GIVEN INFORMATION Block Start
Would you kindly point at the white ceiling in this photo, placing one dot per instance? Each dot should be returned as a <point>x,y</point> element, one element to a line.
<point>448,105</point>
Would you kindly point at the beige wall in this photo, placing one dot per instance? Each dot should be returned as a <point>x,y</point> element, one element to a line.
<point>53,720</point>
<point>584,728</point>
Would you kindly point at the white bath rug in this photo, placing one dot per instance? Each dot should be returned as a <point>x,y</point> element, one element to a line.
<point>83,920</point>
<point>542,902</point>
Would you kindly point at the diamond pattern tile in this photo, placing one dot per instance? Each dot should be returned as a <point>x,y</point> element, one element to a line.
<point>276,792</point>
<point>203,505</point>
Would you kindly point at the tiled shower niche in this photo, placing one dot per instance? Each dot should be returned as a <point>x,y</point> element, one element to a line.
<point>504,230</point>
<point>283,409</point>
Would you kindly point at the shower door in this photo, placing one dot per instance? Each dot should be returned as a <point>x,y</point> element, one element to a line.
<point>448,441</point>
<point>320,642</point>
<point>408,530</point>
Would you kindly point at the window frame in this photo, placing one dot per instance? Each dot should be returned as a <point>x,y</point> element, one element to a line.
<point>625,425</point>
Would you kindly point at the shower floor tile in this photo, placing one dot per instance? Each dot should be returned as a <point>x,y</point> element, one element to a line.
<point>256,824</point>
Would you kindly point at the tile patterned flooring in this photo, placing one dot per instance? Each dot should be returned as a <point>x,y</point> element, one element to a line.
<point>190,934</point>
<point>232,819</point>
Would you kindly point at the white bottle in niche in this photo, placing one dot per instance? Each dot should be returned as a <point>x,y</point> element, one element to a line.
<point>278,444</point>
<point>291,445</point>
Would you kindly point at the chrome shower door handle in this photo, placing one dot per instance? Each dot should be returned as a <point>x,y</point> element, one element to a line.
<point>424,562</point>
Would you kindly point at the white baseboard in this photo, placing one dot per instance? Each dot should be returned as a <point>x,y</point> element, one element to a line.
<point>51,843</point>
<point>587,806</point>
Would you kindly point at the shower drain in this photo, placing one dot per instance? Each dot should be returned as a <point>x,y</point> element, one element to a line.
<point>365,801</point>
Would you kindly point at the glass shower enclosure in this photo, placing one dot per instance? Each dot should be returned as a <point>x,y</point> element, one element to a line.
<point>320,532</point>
GIVEN INFORMATION Block End
> _TO DO_: All of the data, from the first line to the last, should be written out exactly.

> _WRITTEN SOLUTION_:
Would you kindly point at the white ceiling in this photo, placing one dot per instance? Each dot should be returned as a <point>x,y</point> element, one element to a line.
<point>448,105</point>
Would you kindly point at the beige wall in this photo, placing one dot per instance? Each dot should be returned as a <point>x,y</point> element, one element to a line.
<point>53,720</point>
<point>584,728</point>
Would you kindly point at the white bath rug in this photo, placing one dot per instance? Each dot should be returned as a <point>x,y</point> element, one element to a line.
<point>83,920</point>
<point>542,902</point>
Would you kindly point at the diamond pattern tile in this photo, placing one dot per instance? Each dot should be returned as a <point>x,y</point> element, one element to a line.
<point>276,792</point>
<point>203,505</point>
Would you kindly point at the tiled shower niche in this photo, placing one dot per instance? Each dot should be returned as a <point>x,y</point> element, one element to a line.
<point>504,230</point>
<point>283,409</point>
Would you kindly point at the shower door in this photo, placing one dot per instance? Each dot should be returned as a <point>x,y</point> element, one element to a line.
<point>448,441</point>
<point>320,642</point>
<point>408,530</point>
Would you kindly point at the window frame in this photo, placing one dot per instance? Each dot should be returned as a <point>x,y</point> element, one element to a line.
<point>625,425</point>
Would you kindly point at the shower floor tile in this photo, placing one dot per instance? Each dot should be returned as a <point>x,y</point> element, one element to a line.
<point>256,824</point>
Would you kindly point at the tile patterned flooring in this photo, placing one dot per instance? Each dot should be returned as a <point>x,y</point> element, one element to a line.
<point>190,934</point>
<point>232,819</point>
Would you kindly point at the white bottle in niche in this photo, placing one dot per instance? Each dot should be returned as a <point>x,y</point> element, one element to a line.
<point>278,444</point>
<point>291,445</point>
Would you kindly point at the chrome shower door handle in this photo, placing one dot per instance? Each dot should be returned as a <point>x,y</point> element, one element to a line.
<point>424,562</point>
Would you kindly point at the white baseboard in this photo, placing one dot per instance? Each dot should be returned as a <point>x,y</point> element, one element to a line.
<point>51,843</point>
<point>587,806</point>
Would you kindly point at the shower drain in this photo, placing one dot per instance? Each dot should be returned as a <point>x,y</point> element, one element to a line.
<point>365,801</point>
Would you kindly point at the glass shower enclosure in this photo, placing one dot per instance? Each dot should be returned as a <point>x,y</point> element, one element to a line.
<point>320,532</point>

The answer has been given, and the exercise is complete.